Yargıtay 9. Hukuk Dairesi 2022/8061 Esas 2022/9204 Karar Sayılı İlamı

Abaküs Yazılım
9. Hukuk Dairesi
Esas No: 2022/8061
Karar No: 2022/9204
Karar Tarihi: 14.09.2022

Yargıtay 9. Hukuk Dairesi 2022/8061 Esas 2022/9204 Karar Sayılı İlamı

9. Hukuk Dairesi         2022/8061 E.  ,  2022/9204 K.

    "İçtihat Metni"




    Taraflar arasındaki alacak davasından dolayı yapılan yargılama sonunda İlk Derece Mahkemesince davanın kısmen kabulüne karar verilmiştir.

    Kararın davacı vekili ve davalı vekili tarafından istinaf edilmesi üzerine, Bölge Adliye Mahkemesince davalı vekilinin başvurusunun esastan reddine, davacı vekilinin başvurusunun kısmen kabulü ile İlk Derece Mahkemesi hükmü kaldırılarak yeniden esas hakkında hüküm kurulmak suretiyle davanın kısmen kabulüne karar verilmiştir.

* * * * *

| Verilen görev 1 |
Yargıtay kararında "9. Hukuk Dairesi         2022/8061" ifadesinden başlayıp "Mahkemesince davanın kısmen kabulüne karar verilmiştir." ifadesine kadar uzanan bölümün tamamını aynen kopyalayın.
| Verilen görev 2 |
Yargıtay kararında belirtilen karar tarihi nedir?

(Nokta tabanlı etiketleme verileri)
* * * * *

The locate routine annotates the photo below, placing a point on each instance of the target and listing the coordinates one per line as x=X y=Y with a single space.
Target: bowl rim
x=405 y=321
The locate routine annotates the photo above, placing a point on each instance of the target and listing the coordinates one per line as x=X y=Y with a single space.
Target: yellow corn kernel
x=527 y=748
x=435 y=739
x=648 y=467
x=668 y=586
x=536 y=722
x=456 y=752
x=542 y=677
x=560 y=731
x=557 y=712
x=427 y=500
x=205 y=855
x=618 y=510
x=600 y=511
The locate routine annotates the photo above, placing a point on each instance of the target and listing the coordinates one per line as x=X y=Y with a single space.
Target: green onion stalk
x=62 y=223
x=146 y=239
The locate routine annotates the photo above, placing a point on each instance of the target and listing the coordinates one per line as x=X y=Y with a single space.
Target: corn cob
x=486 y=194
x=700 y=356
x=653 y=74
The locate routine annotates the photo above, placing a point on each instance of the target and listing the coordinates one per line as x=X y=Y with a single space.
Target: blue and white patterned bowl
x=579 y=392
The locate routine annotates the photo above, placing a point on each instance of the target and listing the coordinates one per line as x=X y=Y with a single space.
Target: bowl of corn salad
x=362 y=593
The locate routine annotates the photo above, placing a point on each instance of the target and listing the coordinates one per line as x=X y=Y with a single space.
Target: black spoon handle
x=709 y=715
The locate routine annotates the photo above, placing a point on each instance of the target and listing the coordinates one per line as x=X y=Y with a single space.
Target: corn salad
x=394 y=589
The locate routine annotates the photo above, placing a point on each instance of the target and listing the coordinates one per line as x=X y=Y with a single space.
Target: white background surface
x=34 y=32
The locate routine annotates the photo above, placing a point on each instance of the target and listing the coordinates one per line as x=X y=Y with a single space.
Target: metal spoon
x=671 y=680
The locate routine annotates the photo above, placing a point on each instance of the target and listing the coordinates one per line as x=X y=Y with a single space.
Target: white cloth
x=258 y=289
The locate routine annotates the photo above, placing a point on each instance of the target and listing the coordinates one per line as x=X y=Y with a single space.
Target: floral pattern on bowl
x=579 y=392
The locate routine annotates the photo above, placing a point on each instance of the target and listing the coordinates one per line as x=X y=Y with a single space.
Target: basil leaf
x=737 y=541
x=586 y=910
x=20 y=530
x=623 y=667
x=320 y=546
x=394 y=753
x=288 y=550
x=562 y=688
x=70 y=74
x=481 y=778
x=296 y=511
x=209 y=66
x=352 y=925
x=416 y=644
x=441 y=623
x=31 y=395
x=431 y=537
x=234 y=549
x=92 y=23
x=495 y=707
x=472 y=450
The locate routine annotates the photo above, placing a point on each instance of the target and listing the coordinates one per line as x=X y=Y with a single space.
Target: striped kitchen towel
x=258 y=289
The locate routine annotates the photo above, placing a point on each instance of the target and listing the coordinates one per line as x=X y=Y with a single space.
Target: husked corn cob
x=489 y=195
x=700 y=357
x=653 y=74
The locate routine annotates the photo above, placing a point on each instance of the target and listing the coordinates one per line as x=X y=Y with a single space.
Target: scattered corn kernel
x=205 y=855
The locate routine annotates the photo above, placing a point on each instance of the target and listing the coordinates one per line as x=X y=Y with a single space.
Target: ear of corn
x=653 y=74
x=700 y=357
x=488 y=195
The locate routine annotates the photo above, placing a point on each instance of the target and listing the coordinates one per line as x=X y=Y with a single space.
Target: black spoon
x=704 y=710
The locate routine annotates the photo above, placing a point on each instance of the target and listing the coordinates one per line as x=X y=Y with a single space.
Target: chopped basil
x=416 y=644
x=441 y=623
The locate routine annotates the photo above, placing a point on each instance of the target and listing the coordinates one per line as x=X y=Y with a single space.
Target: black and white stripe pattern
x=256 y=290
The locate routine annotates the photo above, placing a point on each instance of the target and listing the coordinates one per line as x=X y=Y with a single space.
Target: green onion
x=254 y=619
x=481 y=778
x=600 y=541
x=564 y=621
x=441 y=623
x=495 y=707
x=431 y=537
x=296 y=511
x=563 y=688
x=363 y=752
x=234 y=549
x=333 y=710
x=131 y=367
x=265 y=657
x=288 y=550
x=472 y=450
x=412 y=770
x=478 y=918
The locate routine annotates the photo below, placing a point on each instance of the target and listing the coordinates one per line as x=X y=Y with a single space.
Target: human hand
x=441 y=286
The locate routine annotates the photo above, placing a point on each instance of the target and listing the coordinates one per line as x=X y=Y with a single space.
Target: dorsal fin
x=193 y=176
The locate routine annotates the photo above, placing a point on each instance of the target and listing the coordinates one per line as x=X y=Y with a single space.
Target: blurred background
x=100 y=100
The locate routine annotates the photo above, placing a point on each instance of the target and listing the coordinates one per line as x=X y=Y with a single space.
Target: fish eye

* * * * *

| Doğru cevap 1 |
9. Hukuk Dairesi         2022/8061 E.  ,  2022/9204 K.

    "İçtihat Metni"




    Taraflar arasındaki alacak davasından dolayı yapılan yargılama sonunda İlk Derece Mahkemesince davanın kısmen kabulüne karar verilmiştir.

| Doğru cevap 2 |
14.09.2022